Convert the rows below into a JSON list of strings, with one string for each line and no blank lines.

======== Provided entries

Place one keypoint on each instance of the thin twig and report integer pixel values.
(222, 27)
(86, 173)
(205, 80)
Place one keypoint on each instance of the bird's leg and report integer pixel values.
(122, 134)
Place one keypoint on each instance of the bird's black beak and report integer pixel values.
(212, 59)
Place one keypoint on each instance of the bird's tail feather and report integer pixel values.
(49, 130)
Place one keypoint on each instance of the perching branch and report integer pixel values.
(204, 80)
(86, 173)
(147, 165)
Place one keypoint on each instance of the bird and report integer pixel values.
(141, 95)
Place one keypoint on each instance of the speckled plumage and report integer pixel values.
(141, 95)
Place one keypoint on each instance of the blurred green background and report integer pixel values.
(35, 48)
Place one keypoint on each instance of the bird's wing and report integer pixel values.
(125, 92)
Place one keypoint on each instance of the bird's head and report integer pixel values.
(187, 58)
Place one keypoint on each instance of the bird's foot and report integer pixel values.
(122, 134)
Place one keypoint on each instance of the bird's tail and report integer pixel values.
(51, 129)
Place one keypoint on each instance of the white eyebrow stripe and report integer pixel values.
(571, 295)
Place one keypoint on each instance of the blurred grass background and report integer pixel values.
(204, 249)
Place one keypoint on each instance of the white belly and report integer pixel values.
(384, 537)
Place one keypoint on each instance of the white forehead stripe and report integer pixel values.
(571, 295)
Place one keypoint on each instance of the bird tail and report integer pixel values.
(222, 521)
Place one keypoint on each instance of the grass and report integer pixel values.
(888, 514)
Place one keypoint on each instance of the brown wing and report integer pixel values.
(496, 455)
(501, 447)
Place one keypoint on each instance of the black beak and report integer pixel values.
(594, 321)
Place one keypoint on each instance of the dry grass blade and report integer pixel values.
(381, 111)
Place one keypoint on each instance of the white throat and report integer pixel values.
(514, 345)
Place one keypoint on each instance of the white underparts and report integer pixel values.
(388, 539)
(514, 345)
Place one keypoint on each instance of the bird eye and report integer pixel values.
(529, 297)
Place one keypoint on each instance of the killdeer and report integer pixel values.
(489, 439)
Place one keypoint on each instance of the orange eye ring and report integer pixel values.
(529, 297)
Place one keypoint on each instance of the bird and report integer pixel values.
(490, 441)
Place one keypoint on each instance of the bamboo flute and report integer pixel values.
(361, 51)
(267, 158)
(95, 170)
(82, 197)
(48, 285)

================

- **Right answer**
[
  "Place one keypoint on each instance of the thin twig and report integer pixel values.",
  "(222, 27)",
  "(86, 173)",
  "(205, 80)",
  "Place one keypoint on each instance of the bird's leg and report integer pixel values.",
  "(122, 134)",
  "Place one keypoint on each instance of the bird's black beak and report integer pixel values.",
  "(212, 59)",
  "Place one keypoint on each instance of the bird's tail feather and report integer pixel values.",
  "(49, 130)",
  "Place one keypoint on each instance of the perching branch and report integer pixel values.",
  "(204, 80)",
  "(86, 173)",
  "(147, 165)",
  "Place one keypoint on each instance of the bird and report integer pixel values.",
  "(141, 95)",
  "Place one keypoint on each instance of the speckled plumage and report integer pixel values.",
  "(141, 95)",
  "Place one keypoint on each instance of the blurred green background and report integer pixel values.",
  "(35, 48)",
  "Place one keypoint on each instance of the bird's wing and report integer pixel values.",
  "(125, 92)",
  "Place one keypoint on each instance of the bird's head and report integer pixel values.",
  "(187, 58)",
  "Place one keypoint on each instance of the bird's foot and report integer pixel values.",
  "(122, 134)",
  "Place one keypoint on each instance of the bird's tail and report integer pixel values.",
  "(51, 129)",
  "Place one keypoint on each instance of the white eyebrow stripe and report integer pixel values.",
  "(571, 295)",
  "Place one keypoint on each instance of the blurred grass background and report integer pixel values.",
  "(204, 249)",
  "Place one keypoint on each instance of the white belly and report integer pixel values.",
  "(384, 537)",
  "Place one keypoint on each instance of the white forehead stripe and report integer pixel values.",
  "(571, 295)",
  "Place one keypoint on each instance of the bird tail and report integer pixel values.",
  "(222, 521)",
  "Place one keypoint on each instance of the grass and report integer pixel values.",
  "(888, 514)",
  "Place one keypoint on each instance of the brown wing and report integer pixel values.",
  "(496, 455)",
  "(501, 447)",
  "Place one keypoint on each instance of the black beak and report integer pixel values.",
  "(594, 321)",
  "Place one keypoint on each instance of the dry grass blade and report integer pixel values.",
  "(381, 111)",
  "Place one keypoint on each instance of the white throat and report integer pixel values.",
  "(514, 345)",
  "Place one keypoint on each instance of the white underparts and report integer pixel values.",
  "(388, 539)",
  "(514, 345)",
  "Place one keypoint on each instance of the bird eye and report integer pixel values.",
  "(529, 297)",
  "Place one keypoint on each instance of the killdeer and report integer pixel values.",
  "(489, 439)",
  "Place one keypoint on each instance of the orange eye ring and report integer pixel values.",
  "(529, 297)",
  "Place one keypoint on each instance of the bird and report integer pixel values.",
  "(490, 441)",
  "Place one keypoint on each instance of the bamboo flute and report integer pixel values.",
  "(361, 51)",
  "(267, 158)",
  "(95, 170)",
  "(82, 197)",
  "(48, 285)"
]